**What you should do**
Your task is to write out exactly the lines from the line containing "Identify a point for each instance of the sky" through the end of the records, inclusive at both ends.
---
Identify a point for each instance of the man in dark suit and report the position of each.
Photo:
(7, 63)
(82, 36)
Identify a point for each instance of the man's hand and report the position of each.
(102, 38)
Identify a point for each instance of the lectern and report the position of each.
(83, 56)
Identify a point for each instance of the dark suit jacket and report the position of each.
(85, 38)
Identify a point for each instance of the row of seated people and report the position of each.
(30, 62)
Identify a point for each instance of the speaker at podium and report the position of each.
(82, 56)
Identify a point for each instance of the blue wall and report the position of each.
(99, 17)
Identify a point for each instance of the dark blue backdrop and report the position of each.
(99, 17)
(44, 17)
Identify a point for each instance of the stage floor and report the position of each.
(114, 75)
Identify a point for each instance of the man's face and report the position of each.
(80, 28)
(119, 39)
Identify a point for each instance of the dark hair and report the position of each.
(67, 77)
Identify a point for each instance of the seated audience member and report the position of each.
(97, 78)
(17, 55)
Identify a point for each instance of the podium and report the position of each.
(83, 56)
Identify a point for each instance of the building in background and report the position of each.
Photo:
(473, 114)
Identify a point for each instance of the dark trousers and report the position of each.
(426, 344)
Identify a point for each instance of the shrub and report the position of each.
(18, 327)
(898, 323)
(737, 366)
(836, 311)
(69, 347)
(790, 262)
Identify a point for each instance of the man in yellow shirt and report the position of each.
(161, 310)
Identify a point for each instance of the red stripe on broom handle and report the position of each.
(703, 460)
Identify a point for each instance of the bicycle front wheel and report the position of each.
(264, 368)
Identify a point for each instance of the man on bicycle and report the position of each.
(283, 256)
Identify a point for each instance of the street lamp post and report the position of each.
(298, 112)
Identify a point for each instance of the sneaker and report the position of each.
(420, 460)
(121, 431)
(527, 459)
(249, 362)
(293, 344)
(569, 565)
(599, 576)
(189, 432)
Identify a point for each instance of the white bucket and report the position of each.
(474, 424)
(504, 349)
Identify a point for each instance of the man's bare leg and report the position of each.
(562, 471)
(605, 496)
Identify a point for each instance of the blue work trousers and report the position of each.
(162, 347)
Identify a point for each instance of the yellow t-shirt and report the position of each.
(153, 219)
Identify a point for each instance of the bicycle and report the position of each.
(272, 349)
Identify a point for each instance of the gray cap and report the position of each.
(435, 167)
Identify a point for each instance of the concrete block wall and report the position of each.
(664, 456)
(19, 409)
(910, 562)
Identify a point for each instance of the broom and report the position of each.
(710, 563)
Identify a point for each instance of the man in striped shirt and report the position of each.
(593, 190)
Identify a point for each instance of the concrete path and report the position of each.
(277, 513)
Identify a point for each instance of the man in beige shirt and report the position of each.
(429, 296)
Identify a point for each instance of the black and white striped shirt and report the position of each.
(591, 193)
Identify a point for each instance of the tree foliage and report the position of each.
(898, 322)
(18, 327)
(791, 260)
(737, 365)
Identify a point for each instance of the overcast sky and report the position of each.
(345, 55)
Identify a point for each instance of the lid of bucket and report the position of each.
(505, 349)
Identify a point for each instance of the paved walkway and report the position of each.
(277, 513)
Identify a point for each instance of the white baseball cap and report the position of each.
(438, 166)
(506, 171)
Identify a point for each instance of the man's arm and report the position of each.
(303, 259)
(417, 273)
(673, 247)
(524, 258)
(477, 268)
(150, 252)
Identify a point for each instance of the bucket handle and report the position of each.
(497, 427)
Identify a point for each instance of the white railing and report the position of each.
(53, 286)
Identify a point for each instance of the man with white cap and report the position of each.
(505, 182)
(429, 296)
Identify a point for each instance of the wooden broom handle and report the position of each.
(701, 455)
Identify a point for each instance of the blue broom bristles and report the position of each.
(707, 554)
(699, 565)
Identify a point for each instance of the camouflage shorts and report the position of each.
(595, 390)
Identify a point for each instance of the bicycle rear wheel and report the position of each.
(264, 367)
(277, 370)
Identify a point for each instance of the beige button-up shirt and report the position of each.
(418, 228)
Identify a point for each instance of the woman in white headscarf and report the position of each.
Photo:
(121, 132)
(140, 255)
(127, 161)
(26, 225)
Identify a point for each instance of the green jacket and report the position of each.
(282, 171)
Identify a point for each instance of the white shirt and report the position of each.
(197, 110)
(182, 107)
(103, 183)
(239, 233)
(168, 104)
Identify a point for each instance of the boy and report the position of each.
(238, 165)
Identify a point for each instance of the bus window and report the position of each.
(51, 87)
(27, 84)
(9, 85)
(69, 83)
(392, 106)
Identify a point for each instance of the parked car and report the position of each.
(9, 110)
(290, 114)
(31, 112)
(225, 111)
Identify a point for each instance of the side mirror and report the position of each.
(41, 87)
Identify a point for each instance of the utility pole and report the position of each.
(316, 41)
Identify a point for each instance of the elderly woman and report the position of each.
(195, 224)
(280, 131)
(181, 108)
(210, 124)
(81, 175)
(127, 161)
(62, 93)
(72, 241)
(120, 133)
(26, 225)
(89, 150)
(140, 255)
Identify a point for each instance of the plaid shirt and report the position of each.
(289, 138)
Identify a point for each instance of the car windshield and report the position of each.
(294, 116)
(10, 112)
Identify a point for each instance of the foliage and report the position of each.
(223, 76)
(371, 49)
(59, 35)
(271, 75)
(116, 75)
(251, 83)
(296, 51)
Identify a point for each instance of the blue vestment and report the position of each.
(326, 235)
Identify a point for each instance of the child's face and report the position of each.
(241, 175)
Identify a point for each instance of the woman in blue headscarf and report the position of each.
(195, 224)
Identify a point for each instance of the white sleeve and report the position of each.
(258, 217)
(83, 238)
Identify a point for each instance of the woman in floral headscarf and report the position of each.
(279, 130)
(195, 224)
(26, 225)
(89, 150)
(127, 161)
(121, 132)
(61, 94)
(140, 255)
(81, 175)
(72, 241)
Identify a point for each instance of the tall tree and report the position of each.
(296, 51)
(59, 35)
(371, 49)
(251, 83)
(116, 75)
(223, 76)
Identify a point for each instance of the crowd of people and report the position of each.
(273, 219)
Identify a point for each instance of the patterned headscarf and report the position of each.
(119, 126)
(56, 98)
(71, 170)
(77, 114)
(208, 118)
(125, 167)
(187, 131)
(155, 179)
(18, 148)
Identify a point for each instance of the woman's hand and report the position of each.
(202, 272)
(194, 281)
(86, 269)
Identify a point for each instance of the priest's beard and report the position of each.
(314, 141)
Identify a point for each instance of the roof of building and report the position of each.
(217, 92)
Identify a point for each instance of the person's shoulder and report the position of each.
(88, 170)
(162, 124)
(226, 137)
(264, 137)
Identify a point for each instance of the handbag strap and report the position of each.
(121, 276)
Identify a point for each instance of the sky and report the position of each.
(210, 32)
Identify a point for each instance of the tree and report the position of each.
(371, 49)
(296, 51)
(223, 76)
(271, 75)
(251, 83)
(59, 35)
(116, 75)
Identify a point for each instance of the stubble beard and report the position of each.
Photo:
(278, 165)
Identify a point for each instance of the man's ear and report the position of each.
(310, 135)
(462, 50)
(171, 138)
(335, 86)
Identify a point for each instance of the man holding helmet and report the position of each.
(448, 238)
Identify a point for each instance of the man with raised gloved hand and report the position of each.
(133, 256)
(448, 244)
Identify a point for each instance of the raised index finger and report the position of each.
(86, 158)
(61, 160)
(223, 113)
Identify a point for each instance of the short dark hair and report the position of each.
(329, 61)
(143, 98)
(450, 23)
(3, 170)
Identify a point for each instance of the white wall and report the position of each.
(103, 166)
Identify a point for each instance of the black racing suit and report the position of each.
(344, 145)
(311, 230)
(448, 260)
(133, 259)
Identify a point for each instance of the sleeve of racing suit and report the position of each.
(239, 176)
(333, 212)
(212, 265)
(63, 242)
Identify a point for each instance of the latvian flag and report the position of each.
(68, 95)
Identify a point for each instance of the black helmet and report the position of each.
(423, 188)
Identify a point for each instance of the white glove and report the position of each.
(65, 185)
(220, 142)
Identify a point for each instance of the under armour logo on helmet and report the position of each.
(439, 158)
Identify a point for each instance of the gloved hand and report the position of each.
---
**Written answer**
Identify a point for each instance of the sky and report the position of each.
(210, 32)
Identify a point for each instance of the tree and report the position of each.
(371, 49)
(296, 51)
(223, 76)
(271, 75)
(251, 83)
(59, 35)
(116, 75)
Identify a point for each instance of the stubble beard and report the position of each.
Photo:
(278, 165)
Identify a point for each instance of the man's ear and report the position of each.
(310, 135)
(462, 50)
(171, 138)
(335, 86)
Identify a point for each instance of the man holding helmet and report the position of each.
(448, 238)
Identify a point for each instance of the man with raised gloved hand and report the position of each.
(133, 256)
(448, 244)
Identify a point for each instance of the raised index finger and report the position of each.
(86, 158)
(61, 160)
(223, 113)
Identify a point for each instance of the short dark hair and report the position of each.
(329, 61)
(143, 98)
(450, 23)
(3, 170)
Identify a point for each instance of the white wall and report the position of each.
(103, 166)
Identify a point for each instance of the black racing suit and report the position of each.
(344, 145)
(311, 230)
(448, 260)
(133, 259)
Identify a point for each instance of the sleeve of racing suit and report the position of each.
(239, 176)
(333, 212)
(212, 265)
(63, 242)
Identify a point for each instance of the latvian flag and report the position of each.
(68, 95)
Identify a point for each instance of the black helmet and report the position of each.
(423, 188)
Identify a point for each instance of the white glove and report the position of each.
(65, 185)
(220, 142)
Identify a point for each instance of the under armour logo on helmet and report the position of each.
(439, 158)
Identify a point for each instance of the gloved hand and report the position of each.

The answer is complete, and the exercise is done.